• [What is needed] Rescale everything from the item containing "Objective — for every instance of the seated person, mark" down to the end of the items, both ends included, reproducing the requests as well. Multiply every point coordinate in the answers by 1.45 and round each result to a whole number, rounding halves up.

• [Entries]
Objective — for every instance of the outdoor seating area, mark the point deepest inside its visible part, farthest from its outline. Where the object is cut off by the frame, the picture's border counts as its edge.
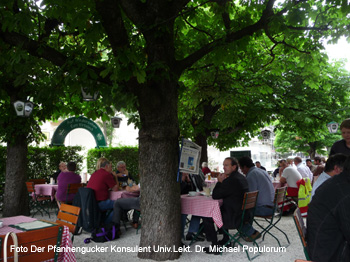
(264, 249)
(131, 239)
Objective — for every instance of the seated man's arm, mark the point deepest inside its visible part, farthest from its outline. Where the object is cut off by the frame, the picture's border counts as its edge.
(134, 188)
(283, 180)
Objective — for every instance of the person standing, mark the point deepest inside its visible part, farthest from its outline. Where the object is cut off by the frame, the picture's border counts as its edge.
(343, 145)
(328, 221)
(334, 166)
(258, 165)
(319, 166)
(304, 171)
(310, 165)
(291, 176)
(258, 180)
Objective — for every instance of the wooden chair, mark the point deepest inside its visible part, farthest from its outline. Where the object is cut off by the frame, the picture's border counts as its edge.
(215, 174)
(37, 203)
(276, 216)
(72, 189)
(38, 180)
(40, 239)
(301, 228)
(249, 204)
(68, 216)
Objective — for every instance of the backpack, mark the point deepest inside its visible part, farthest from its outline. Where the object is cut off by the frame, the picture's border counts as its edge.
(103, 234)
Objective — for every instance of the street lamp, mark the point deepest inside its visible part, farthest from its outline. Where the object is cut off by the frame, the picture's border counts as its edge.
(87, 96)
(266, 134)
(214, 134)
(23, 108)
(332, 127)
(116, 121)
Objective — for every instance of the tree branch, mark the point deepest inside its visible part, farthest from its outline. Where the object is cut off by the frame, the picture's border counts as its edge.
(230, 37)
(112, 22)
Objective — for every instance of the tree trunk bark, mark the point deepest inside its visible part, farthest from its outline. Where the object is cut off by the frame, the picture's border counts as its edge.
(158, 165)
(16, 195)
(201, 140)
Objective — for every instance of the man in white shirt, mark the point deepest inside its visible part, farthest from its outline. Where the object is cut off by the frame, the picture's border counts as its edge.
(334, 166)
(303, 170)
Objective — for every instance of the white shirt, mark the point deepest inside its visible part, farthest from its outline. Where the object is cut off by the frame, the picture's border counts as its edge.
(292, 176)
(305, 171)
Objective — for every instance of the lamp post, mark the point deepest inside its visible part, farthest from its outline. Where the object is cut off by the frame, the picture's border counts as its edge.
(332, 127)
(116, 121)
(266, 134)
(23, 109)
(214, 134)
(87, 96)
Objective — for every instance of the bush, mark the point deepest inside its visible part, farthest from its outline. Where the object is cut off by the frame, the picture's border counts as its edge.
(128, 154)
(43, 162)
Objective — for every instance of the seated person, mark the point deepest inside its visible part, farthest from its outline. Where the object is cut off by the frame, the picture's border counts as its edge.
(101, 182)
(231, 187)
(205, 168)
(65, 178)
(122, 173)
(61, 168)
(186, 186)
(123, 205)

• [Result of the task]
Objective — for every instance of the seated person, mark the point deepest inside its visible part, farthest from its outline. Where the object is cut off by the frame, the picture's border counts as its edge.
(146, 264)
(335, 271)
(297, 244)
(94, 258)
(177, 251)
(88, 244)
(270, 270)
(178, 297)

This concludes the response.